WHAT THIS TASK INVOLVES => Pick out each line in the records that contains the word "white" and copy those lines.

EXCERPTED DATA =>
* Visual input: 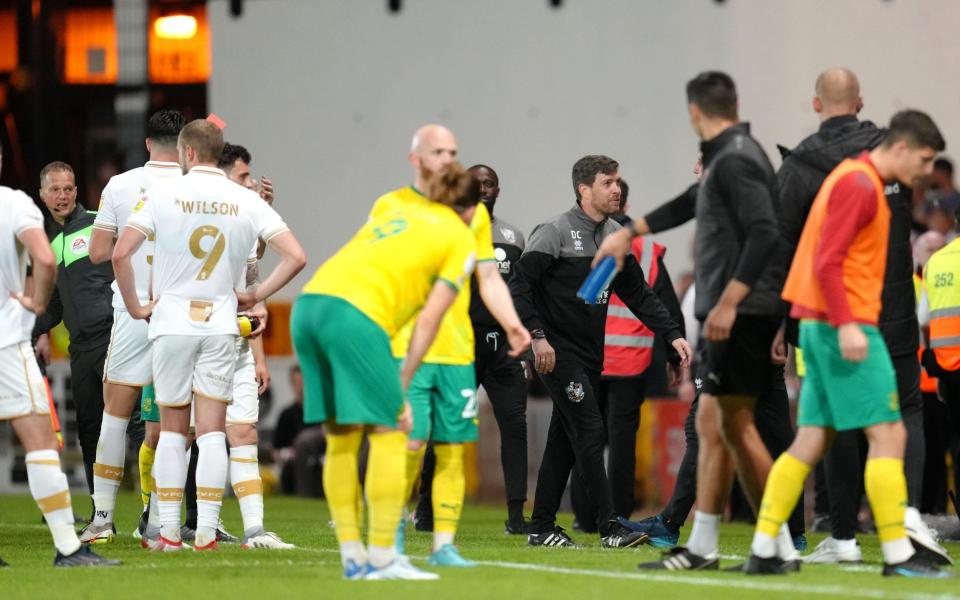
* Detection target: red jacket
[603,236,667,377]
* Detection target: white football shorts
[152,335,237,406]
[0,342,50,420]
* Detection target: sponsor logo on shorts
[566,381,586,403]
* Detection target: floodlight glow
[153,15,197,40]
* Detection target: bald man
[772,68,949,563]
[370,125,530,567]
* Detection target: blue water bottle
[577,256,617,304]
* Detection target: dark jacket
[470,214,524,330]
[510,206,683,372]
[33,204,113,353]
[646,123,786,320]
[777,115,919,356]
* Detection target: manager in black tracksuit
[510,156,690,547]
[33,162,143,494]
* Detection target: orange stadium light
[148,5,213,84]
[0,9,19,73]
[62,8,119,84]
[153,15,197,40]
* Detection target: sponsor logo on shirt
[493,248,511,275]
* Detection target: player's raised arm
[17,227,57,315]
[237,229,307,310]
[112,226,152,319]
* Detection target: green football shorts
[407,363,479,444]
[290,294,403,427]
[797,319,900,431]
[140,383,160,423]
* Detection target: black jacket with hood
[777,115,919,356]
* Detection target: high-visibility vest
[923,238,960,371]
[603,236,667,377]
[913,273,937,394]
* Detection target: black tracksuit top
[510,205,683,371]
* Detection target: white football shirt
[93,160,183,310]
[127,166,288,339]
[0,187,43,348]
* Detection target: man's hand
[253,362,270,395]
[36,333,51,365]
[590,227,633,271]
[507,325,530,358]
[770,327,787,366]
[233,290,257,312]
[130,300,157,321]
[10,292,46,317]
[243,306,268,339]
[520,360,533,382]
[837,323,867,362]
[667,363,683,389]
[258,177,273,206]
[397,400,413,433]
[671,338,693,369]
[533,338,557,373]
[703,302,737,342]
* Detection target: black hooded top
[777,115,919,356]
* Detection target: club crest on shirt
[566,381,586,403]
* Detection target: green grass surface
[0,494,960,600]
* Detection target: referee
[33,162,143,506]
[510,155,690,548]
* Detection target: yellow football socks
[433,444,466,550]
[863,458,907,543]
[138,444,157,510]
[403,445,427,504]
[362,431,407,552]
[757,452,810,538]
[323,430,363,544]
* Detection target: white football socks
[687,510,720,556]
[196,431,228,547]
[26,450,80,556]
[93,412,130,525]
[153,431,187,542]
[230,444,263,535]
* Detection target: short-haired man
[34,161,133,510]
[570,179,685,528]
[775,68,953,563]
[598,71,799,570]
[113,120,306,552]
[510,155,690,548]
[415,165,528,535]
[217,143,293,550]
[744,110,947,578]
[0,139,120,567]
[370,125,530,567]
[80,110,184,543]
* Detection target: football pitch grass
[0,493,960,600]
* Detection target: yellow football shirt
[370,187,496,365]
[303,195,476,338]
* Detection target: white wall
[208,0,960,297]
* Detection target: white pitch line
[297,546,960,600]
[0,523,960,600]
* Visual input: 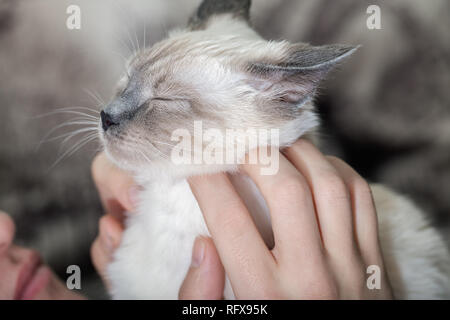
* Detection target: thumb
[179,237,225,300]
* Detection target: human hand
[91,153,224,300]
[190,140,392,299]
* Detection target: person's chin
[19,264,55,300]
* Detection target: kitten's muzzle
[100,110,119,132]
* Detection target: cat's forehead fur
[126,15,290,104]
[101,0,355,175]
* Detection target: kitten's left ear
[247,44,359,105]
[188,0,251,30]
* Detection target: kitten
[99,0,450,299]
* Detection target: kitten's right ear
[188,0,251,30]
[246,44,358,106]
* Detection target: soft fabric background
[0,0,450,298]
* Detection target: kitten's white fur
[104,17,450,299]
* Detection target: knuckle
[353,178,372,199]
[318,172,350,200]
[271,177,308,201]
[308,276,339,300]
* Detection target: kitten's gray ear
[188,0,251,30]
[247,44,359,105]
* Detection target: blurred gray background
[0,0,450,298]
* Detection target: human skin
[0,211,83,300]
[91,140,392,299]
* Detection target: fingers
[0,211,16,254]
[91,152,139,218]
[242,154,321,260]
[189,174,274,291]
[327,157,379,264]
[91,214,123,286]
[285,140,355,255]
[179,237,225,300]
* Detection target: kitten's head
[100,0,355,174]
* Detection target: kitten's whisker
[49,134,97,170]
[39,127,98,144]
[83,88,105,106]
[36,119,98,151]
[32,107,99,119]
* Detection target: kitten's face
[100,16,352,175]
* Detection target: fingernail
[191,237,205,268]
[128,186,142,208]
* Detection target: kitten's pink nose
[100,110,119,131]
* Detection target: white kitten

RESULT FOR THIS EXERCISE =>
* Detection target: white football shorts
* Detection target: white football shirt
* Detection target: white football socks
* Detection target: white wall
* Detection target: white pitch line
* Detection target: kitten's white fur
* Detection target: white kitten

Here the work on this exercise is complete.